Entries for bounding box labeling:
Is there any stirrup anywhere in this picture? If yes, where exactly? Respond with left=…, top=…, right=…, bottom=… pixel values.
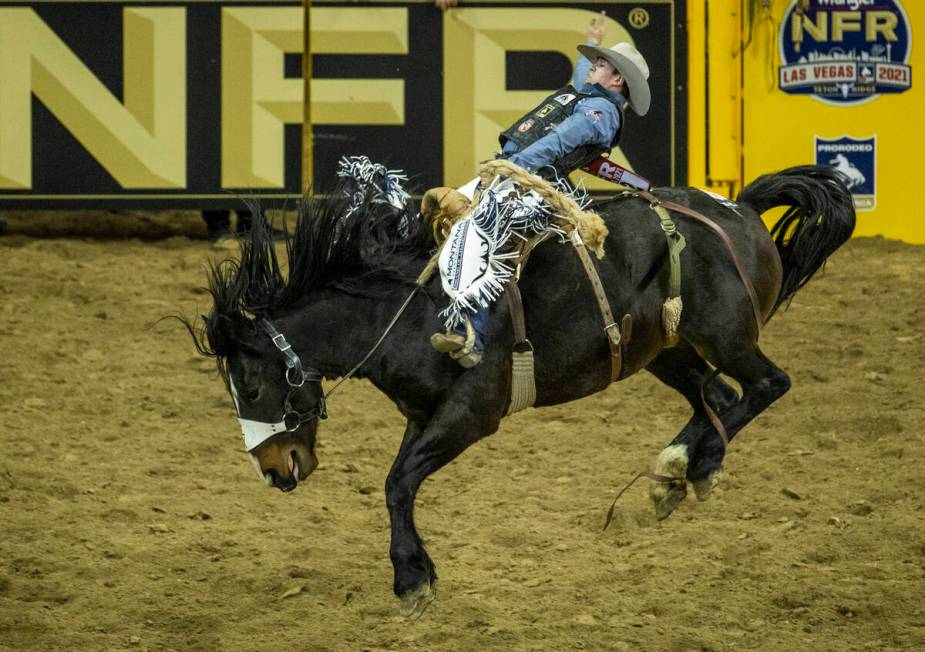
left=450, top=317, right=482, bottom=369
left=430, top=318, right=482, bottom=369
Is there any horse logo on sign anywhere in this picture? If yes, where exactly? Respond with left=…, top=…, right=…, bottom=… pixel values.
left=778, top=0, right=912, bottom=106
left=815, top=136, right=877, bottom=211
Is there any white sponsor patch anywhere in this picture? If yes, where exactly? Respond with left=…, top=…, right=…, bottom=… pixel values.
left=228, top=374, right=286, bottom=452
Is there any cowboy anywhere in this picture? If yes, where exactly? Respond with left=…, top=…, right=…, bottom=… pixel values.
left=430, top=12, right=652, bottom=368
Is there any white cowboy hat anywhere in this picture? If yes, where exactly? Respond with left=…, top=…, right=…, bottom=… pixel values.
left=578, top=43, right=652, bottom=115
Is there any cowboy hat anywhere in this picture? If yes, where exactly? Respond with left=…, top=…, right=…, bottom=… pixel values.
left=578, top=43, right=652, bottom=115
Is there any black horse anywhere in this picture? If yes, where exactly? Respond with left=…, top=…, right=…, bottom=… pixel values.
left=187, top=166, right=855, bottom=615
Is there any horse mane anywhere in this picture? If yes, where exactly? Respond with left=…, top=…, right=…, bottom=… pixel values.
left=188, top=182, right=435, bottom=360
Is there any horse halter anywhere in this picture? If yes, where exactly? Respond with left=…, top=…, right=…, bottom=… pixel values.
left=231, top=318, right=328, bottom=451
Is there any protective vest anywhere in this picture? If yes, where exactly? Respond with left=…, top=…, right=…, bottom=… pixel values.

_WHAT IS ASKED:_ Reproduce without alteration everything in the data above, from the line containing "Is there any white sponsor" down to the line containing "left=231, top=318, right=328, bottom=451", including both of those lines.

_SOLUTION TO THIS PROBLEM:_
Is there any white sponsor patch anywhere in this picture? If yes, where exactly? Respond with left=…, top=…, right=…, bottom=… pixel values.
left=228, top=374, right=286, bottom=452
Is there any cowboy anywhere in this picture? If yes, where exactly? Respond with left=…, top=…, right=…, bottom=… pixel values.
left=430, top=12, right=652, bottom=368
Is there any white cowboy hat anywhere in this picture? If yes, where exactly? Respond with left=…, top=…, right=…, bottom=… pixel values.
left=578, top=43, right=652, bottom=115
Is there any cowboy hat anywhere in this picture? If yes, where exactly? Respond with left=…, top=…, right=…, bottom=… pixel values.
left=578, top=43, right=652, bottom=115
Is there any black horse anywhere in this picture? If yes, where exactly? Respond with left=…, top=…, right=…, bottom=… pixel values.
left=187, top=166, right=855, bottom=615
Is there any horse mane anywhere in this picture? If yes, where exactly? Respond with left=…, top=…, right=…, bottom=… pixel values.
left=188, top=182, right=435, bottom=360
Is there any horse halter anywhere in this picture? If yes, where exactly? Respond with left=…, top=…, right=…, bottom=… pixel values.
left=231, top=318, right=328, bottom=451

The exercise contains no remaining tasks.